_EXERCISE:_ In the stock market commentary below, how far was the Shanghai Composite Index down when U.S. investors woke up last Monday morning?

BEGIN TEXT SECTION

Shah Gilani: Make no mistake about it: A stock market crash happened last Monday.
And it was terrifying.
It was frightening.
Stocks bounced on Wednesday and Thursday, with the Dow Jones Industrial Average (INDEXDJX:.DJI) gaining back more than 1,000 points.
Now investors want to know: Was last Monday’s doubling over a below-the-belt hit?
Was Tuesday’s cheap shot just a phantom blow?
Was the rally back Wednesday and Thursday an “all clear” signal?
Was Friday’s action indicative of anything?
Here’s the truth about last week, what’s going to happen next, and what you should do…
Setting the Scene for the Stock Market Crash
Let’s look at the market conditions heading into last week.
Stocks had been weak. It had been hard to tell from the sideways action exhibited by the major averages, but beneath the headline numbers, more than half of all stocks were trading below their 50-day moving averages.
Indeed, even before Monday’s tumble, a lot of stocks had dipped below their 200-day moving averages.
While being above a 50-day moving average (the average price a stock has been trading over the past 50 days) is a positive sign – and falling below a 50-day average is a warning sign – share prices breaking below their 200-day moving average is a flashing red light.
Red lights are now everywhere.
There had been profit-taking toward the end of the previous week. That tipped the balance between investors thinking we would break higher from the sideways trend and investors who saw lackluster action as a reason to take profits off the table.
With bulls and bears facing off in this sideways market, the backstory had become China.
Economic growth in China has been slowing, and Chinese stocks had been getting killed. When U.S. investors woke up last Monday morning and saw the Shanghai Composite Index down 8.5%, they panicked.
Speculators, sensing the market’s weakness going into the previous weekend and seeing Chinese stocks collapsing before U.S. markets opened last Monday, shorted Standard & Poor’s 500 Index futures at a furious pace. Institutional money managers didn’t hesitate to jump on the bandwagon. Before markets opened, the futures rout indicated that the bellwether Dow Jones would open more than 1,000 points down.

END TEXT SECTION
BEGIN RECORDS PROVIDED

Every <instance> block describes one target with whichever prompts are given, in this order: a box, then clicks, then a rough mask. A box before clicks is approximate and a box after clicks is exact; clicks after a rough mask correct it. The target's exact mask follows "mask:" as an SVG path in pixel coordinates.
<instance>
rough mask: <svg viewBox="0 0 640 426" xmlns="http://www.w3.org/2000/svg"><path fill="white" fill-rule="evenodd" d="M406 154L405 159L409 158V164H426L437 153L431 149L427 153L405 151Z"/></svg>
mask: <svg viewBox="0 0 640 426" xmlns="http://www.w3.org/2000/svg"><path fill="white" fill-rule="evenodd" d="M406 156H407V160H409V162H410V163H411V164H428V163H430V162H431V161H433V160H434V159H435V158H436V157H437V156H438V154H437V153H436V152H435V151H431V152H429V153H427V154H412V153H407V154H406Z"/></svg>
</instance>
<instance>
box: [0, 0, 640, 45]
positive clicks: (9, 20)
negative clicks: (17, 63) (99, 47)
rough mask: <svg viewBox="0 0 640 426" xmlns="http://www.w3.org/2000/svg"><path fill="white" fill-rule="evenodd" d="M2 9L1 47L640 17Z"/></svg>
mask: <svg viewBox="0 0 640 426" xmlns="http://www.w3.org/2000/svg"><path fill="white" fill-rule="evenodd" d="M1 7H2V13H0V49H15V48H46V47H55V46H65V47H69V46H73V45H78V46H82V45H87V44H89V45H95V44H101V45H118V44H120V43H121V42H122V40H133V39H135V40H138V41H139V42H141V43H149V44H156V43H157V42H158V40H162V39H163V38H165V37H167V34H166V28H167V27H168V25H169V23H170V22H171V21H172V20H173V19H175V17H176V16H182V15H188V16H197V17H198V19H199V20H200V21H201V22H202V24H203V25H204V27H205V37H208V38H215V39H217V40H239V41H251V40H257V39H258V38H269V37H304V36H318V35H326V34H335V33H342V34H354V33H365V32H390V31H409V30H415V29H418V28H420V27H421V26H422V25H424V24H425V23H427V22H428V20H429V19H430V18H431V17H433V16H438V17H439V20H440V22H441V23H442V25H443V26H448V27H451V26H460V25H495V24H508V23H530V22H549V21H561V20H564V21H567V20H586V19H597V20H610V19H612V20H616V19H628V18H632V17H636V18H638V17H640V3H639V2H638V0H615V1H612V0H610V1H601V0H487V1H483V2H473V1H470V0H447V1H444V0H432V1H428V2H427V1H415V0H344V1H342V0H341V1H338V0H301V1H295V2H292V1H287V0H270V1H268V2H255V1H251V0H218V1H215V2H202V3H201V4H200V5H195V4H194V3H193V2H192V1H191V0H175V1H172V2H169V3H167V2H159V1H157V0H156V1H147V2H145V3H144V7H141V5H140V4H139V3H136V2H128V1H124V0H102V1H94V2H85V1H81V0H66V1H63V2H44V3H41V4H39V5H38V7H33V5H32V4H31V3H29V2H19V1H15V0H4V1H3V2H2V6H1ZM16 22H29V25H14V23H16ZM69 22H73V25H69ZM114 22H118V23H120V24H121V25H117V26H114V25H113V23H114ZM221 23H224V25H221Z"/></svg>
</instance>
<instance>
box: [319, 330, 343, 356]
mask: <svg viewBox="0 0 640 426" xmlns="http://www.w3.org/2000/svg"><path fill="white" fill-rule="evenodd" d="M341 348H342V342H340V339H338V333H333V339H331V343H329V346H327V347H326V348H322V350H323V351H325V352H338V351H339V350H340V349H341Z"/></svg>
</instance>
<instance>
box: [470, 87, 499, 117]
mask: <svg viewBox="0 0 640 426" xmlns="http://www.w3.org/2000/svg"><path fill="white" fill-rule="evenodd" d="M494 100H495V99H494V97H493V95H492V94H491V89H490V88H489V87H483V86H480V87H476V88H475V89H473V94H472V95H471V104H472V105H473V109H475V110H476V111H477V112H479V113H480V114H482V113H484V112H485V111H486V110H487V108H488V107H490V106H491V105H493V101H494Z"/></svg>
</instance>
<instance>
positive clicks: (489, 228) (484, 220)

END RECORDS PROVIDED

_YOUR SOLUTION:_ It was down 8.5%.